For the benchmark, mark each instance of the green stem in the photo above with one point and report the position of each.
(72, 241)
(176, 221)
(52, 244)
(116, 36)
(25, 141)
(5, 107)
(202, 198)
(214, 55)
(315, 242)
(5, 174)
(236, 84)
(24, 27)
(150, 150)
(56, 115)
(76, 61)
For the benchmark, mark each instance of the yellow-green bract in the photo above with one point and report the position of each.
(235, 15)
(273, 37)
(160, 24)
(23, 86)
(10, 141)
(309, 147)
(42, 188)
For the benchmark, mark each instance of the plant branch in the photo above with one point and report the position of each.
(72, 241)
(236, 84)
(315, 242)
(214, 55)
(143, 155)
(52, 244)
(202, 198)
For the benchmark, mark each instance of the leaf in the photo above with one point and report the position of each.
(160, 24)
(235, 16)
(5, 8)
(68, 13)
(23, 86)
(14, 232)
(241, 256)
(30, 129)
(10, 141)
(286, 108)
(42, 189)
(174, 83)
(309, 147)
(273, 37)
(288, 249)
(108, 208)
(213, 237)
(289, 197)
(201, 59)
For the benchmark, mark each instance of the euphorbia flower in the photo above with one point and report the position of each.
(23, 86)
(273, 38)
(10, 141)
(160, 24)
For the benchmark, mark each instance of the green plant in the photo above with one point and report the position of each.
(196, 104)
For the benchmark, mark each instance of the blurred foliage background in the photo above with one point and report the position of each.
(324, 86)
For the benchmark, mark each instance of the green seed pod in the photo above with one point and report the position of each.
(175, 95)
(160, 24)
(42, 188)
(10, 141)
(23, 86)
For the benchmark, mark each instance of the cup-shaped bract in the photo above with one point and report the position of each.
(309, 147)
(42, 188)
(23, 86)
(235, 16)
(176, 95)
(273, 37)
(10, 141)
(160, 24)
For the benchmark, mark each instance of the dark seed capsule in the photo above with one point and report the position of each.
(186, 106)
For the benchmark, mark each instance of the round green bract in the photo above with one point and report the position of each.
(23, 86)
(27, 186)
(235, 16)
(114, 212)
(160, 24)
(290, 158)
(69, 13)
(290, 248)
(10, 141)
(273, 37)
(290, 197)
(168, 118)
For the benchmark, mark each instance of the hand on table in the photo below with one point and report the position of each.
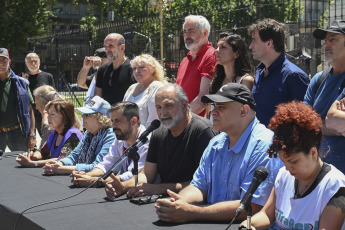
(114, 188)
(173, 209)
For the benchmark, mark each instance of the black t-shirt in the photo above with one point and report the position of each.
(177, 158)
(120, 80)
(42, 78)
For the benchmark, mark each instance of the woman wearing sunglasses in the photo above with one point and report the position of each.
(95, 143)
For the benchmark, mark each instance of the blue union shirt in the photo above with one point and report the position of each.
(285, 82)
(321, 100)
(227, 173)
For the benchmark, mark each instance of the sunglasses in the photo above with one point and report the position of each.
(88, 114)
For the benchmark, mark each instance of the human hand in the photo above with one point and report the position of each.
(341, 105)
(97, 62)
(87, 62)
(36, 156)
(144, 189)
(25, 75)
(244, 224)
(114, 188)
(173, 209)
(24, 160)
(31, 142)
(51, 167)
(80, 179)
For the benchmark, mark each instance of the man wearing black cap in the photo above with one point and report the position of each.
(227, 166)
(17, 121)
(326, 86)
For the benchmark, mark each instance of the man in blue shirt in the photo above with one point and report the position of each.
(277, 80)
(321, 95)
(227, 166)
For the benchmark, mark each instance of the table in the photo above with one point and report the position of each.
(22, 188)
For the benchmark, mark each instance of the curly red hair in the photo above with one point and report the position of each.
(297, 128)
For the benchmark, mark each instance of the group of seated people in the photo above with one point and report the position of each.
(204, 168)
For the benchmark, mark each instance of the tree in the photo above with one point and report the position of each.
(21, 19)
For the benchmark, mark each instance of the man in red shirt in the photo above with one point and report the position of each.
(198, 68)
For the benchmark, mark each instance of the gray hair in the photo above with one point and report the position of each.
(181, 96)
(200, 21)
(46, 93)
(32, 54)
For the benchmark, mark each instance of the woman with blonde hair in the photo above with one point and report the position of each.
(149, 74)
(95, 143)
(63, 138)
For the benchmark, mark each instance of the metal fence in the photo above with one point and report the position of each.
(62, 54)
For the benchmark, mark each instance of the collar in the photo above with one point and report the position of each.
(277, 63)
(141, 129)
(241, 142)
(200, 52)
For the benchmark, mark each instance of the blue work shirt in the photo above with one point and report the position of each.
(321, 100)
(227, 173)
(284, 82)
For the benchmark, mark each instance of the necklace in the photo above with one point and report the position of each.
(298, 193)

What to do.
Give every entry above again with "benchmark" swapped for "evaluation" and nothing else changed. Leave the pictures out.

Result of this task.
For the evaluation, mark each instance of the green stem in the photo above with one point and report the position of each.
(72, 241)
(176, 221)
(52, 244)
(116, 36)
(25, 141)
(5, 107)
(202, 198)
(214, 55)
(315, 242)
(5, 174)
(236, 84)
(24, 27)
(150, 150)
(56, 115)
(76, 61)
For the evaluation, mark each instance of the yellow-green bract in the photo above with one point and report the position of each.
(235, 15)
(273, 37)
(160, 24)
(23, 86)
(10, 141)
(309, 147)
(42, 188)
For the evaluation, mark each instance of the plant branch in the photo above with one point and report the position of each.
(72, 241)
(236, 84)
(315, 242)
(214, 55)
(143, 155)
(52, 244)
(202, 198)
For the evaluation, mark each instance of the leaf in the photo above with one point and report the position of each.
(160, 24)
(235, 16)
(5, 8)
(68, 13)
(23, 86)
(14, 232)
(241, 256)
(30, 129)
(10, 141)
(286, 108)
(42, 189)
(174, 83)
(309, 147)
(273, 37)
(288, 249)
(108, 208)
(213, 237)
(289, 197)
(201, 59)
For the evaluation, mark each instance of the euphorbia flower in the photo above with one point and report the position of each.
(23, 86)
(273, 38)
(10, 141)
(160, 24)
For the evaluation, mark each instance of the green plant in the photo above with one point and report the position of each.
(196, 104)
For the evaluation, mark each instance of the blurred foliage background in the photo above with one point and report the position of each.
(324, 86)
For the evaluation, mark each instance of the green seed pod in the photo above with one point and report the position of each.
(175, 95)
(160, 24)
(42, 188)
(10, 141)
(23, 86)
For the evaluation, mark each instance of the cup-shaped bract in the photo above with one point and report the position of each.
(309, 147)
(42, 188)
(23, 86)
(235, 16)
(176, 95)
(273, 37)
(10, 141)
(160, 24)
For the evaluation, mark each instance of the dark seed capsule in the photo above with one point and report the position of each.
(186, 106)
For the evaluation, mark each instance of the round green bract in the photo above with one point and report the position of each.
(23, 86)
(27, 186)
(235, 16)
(114, 212)
(160, 24)
(290, 158)
(69, 13)
(290, 248)
(10, 141)
(273, 37)
(290, 197)
(168, 118)
For the evaluation, mark each instance of the hand on table in the photo below with one point and report the position of each.
(114, 188)
(173, 209)
For the evaluation, mark each instance of the black t-shirt in the photo above with one point and report the position of each.
(177, 158)
(120, 80)
(42, 78)
For the evaluation, mark each instance of the woman wearing sunglasses in the photo above with one point and report the position of each.
(95, 143)
For the evaluation, mark each instance of the blue union shirt in the photo above with one point and report the position of each.
(285, 82)
(321, 100)
(227, 173)
For the evaluation, mark each instance of the sunglasses in the photo above with one point and report the position of each.
(88, 114)
For the evaluation, mark each instance of the human hand in the photo above with one point and report the position of each.
(341, 105)
(97, 62)
(87, 62)
(36, 156)
(144, 189)
(25, 75)
(244, 224)
(114, 188)
(173, 209)
(24, 160)
(31, 142)
(51, 167)
(80, 179)
For the evaluation, mark each instance of the man wearing black cap in the photo above with one point and report the position of each.
(227, 166)
(17, 121)
(326, 86)
For the evaluation, mark each instance of the man in blue shirt in the photo above with one point and report the position of each.
(277, 80)
(321, 95)
(227, 166)
For the evaluation, mark each instance of the table in the photo above with one point and report the position of each.
(22, 188)
For the evaluation, mark each instance of the curly red hair in the photo above with one point and report the position of each.
(297, 128)
For the evaluation, mark each instance of the group of seated people in the photo above with one point and report the position of each.
(204, 168)
For the evaluation, mark each instance of the tree in the photo above with one point and report the position of each.
(21, 19)
For the evaluation, mark each instance of the man in red shirt in the photo above with one point and report the position of each.
(198, 68)
For the evaluation, mark each instance of the gray hair in the photo above with one point and report the position of each.
(181, 96)
(200, 21)
(46, 93)
(32, 54)
For the evaluation, mark each instance of the woman with blonde hair in the photo above with one point and report the position of each.
(149, 74)
(95, 143)
(63, 138)
For the evaluation, mark each instance of the metal fence in the photo above with one point and report the position of each.
(62, 54)
For the evaluation, mark each instance of the collar in the photo above with one point and report the position of each.
(277, 63)
(141, 129)
(241, 142)
(200, 52)
For the evaluation, mark each instance of the blue work shirt in the photo above with one point and report the position of each.
(321, 100)
(227, 173)
(284, 82)
For the evaluation, mark each instance of the necklace in the photo above with one point and report the position of each.
(298, 193)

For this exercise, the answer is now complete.